▸ Dataset records:
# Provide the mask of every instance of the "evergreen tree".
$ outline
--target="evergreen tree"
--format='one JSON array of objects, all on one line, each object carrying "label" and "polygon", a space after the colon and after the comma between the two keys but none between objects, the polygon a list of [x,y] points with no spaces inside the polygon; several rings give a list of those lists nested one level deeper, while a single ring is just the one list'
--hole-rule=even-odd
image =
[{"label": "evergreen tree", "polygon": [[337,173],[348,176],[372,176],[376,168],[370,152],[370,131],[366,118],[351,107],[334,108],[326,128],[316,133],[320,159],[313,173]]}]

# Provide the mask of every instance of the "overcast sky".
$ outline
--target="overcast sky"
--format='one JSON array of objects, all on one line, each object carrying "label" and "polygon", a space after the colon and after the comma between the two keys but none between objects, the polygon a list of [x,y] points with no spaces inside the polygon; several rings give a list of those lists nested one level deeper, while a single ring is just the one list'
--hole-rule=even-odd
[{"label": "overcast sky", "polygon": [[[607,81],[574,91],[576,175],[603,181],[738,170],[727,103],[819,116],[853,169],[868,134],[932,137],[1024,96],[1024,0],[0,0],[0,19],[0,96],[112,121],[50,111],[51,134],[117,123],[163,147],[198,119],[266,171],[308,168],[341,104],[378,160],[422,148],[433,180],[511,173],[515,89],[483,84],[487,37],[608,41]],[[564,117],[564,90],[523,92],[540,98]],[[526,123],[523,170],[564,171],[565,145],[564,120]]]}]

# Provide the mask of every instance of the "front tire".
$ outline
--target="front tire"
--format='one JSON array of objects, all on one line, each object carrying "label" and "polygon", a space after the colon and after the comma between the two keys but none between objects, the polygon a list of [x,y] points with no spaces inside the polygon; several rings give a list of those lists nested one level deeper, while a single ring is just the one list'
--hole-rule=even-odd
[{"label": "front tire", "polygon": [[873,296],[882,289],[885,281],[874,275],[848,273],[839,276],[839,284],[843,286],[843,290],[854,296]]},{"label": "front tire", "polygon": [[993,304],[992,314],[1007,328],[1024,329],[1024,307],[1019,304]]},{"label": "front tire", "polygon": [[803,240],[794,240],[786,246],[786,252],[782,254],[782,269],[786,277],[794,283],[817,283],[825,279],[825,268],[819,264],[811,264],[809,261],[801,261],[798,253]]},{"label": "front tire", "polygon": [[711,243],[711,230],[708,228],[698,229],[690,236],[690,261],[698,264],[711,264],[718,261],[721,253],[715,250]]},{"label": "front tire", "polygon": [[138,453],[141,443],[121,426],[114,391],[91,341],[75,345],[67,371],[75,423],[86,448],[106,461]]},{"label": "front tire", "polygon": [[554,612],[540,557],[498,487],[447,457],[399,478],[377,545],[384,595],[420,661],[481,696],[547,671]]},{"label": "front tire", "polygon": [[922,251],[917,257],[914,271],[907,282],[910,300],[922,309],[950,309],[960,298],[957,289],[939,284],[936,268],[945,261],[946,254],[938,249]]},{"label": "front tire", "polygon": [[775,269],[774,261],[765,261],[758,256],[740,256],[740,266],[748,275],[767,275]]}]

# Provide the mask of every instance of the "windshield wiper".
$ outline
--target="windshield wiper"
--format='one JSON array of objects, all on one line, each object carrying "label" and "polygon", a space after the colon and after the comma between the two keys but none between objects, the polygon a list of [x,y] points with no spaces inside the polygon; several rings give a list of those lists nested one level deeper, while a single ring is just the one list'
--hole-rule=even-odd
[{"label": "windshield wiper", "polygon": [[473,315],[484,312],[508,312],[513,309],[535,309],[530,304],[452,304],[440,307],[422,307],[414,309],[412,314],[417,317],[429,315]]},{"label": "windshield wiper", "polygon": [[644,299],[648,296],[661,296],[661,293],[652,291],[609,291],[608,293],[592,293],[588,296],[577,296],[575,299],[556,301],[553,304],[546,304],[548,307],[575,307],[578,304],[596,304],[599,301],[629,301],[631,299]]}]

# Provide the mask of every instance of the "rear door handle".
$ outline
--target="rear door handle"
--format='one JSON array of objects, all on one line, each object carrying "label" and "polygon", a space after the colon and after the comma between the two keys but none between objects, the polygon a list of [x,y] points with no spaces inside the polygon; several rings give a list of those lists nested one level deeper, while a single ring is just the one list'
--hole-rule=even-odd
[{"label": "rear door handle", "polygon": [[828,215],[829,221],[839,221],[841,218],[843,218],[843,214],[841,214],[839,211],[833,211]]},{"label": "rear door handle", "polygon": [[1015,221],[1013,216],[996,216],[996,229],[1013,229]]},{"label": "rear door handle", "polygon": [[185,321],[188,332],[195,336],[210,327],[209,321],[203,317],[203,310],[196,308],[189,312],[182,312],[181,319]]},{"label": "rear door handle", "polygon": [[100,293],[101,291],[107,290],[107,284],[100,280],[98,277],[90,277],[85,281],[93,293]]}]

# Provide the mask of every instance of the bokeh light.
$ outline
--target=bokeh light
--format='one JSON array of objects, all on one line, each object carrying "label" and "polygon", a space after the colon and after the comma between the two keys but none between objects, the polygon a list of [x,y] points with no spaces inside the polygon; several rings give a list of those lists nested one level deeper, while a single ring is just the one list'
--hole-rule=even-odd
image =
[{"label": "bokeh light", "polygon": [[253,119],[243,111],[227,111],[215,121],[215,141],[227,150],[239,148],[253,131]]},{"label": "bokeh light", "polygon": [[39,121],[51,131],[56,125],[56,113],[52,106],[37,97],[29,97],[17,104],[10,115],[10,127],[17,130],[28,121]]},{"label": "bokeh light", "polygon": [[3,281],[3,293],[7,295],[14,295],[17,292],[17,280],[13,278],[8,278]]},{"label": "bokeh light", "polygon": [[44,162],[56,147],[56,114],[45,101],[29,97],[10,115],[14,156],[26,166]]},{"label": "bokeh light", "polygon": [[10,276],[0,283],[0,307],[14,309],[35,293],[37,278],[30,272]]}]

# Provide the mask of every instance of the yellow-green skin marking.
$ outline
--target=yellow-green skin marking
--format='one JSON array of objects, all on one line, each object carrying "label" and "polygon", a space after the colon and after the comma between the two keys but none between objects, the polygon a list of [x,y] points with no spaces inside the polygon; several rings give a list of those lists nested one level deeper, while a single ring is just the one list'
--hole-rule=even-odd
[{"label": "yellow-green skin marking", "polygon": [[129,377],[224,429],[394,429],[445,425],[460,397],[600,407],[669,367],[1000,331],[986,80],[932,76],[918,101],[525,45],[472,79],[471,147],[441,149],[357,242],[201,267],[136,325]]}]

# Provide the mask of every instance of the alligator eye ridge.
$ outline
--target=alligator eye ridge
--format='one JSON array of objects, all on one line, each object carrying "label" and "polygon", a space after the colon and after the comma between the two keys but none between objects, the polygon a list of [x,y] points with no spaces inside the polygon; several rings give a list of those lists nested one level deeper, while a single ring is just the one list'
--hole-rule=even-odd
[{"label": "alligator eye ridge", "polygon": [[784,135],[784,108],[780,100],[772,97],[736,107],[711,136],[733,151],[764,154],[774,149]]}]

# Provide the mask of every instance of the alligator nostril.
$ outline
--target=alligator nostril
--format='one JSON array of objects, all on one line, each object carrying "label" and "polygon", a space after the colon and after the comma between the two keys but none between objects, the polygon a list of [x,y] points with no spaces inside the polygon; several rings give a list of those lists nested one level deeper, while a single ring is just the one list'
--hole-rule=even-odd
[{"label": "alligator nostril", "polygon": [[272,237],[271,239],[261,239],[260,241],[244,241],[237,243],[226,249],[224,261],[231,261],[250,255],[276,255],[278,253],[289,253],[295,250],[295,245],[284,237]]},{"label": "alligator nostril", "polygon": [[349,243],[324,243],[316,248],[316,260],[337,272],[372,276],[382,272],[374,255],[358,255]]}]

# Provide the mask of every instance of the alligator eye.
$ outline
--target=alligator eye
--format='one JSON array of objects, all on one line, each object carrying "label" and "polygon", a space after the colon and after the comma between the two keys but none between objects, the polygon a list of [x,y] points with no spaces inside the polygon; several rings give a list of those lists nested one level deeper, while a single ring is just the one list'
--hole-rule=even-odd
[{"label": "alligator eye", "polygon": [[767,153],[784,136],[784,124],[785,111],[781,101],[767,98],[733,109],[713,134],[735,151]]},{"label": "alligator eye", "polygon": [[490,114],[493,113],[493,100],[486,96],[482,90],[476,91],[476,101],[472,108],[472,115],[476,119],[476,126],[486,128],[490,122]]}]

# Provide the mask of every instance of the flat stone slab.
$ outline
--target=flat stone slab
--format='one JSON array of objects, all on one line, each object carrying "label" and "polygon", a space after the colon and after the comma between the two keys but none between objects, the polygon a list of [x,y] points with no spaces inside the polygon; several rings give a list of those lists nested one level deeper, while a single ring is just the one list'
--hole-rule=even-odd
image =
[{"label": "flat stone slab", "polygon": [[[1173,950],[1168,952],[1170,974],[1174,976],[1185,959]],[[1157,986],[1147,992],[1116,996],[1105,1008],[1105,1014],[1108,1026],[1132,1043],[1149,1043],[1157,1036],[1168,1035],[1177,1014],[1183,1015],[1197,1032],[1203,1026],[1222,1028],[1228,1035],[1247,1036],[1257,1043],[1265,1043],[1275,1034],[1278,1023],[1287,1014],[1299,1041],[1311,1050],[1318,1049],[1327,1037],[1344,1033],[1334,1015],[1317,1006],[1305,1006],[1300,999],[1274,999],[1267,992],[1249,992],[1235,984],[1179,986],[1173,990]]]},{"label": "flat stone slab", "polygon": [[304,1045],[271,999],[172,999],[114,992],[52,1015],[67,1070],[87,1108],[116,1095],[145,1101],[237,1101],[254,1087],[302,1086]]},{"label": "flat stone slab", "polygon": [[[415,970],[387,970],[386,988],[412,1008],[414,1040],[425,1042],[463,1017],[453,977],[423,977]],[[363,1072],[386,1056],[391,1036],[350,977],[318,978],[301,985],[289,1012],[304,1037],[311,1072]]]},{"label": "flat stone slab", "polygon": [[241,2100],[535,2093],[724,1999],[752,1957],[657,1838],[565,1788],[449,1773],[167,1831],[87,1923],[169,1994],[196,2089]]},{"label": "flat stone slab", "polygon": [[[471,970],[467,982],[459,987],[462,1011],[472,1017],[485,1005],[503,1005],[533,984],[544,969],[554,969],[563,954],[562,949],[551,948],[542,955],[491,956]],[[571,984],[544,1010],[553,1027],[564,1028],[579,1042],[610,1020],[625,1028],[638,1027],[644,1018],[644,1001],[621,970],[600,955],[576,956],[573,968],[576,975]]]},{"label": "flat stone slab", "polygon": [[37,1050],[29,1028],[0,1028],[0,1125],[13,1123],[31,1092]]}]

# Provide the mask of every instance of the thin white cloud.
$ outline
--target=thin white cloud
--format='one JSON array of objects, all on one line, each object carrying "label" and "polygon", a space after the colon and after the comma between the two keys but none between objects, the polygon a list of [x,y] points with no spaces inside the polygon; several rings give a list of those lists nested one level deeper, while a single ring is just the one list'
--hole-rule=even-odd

▸ The task:
Among the lines above, find each one containing the string "mask" and copy it.

▸ Problem solution:
# Provide the mask of every instance of the "evergreen tree".
# Provide the mask of every instance of the "overcast sky".
# Provide the mask of every instance of the "front tire".
# Provide the mask of every instance of the "windshield wiper".
# Provide the mask of every instance of the "rear door handle".
# Provide the mask of every instance of the bokeh light.
# Provide the mask of every instance of the yellow-green skin marking.
# Provide the mask of every instance of the alligator eye ridge.
# Provide the mask of every instance of the alligator nostril.
# Provide the mask of every instance of the alligator eye.
# Provide the mask of every instance of the flat stone slab.
# Provide the mask of every instance of the thin white cloud.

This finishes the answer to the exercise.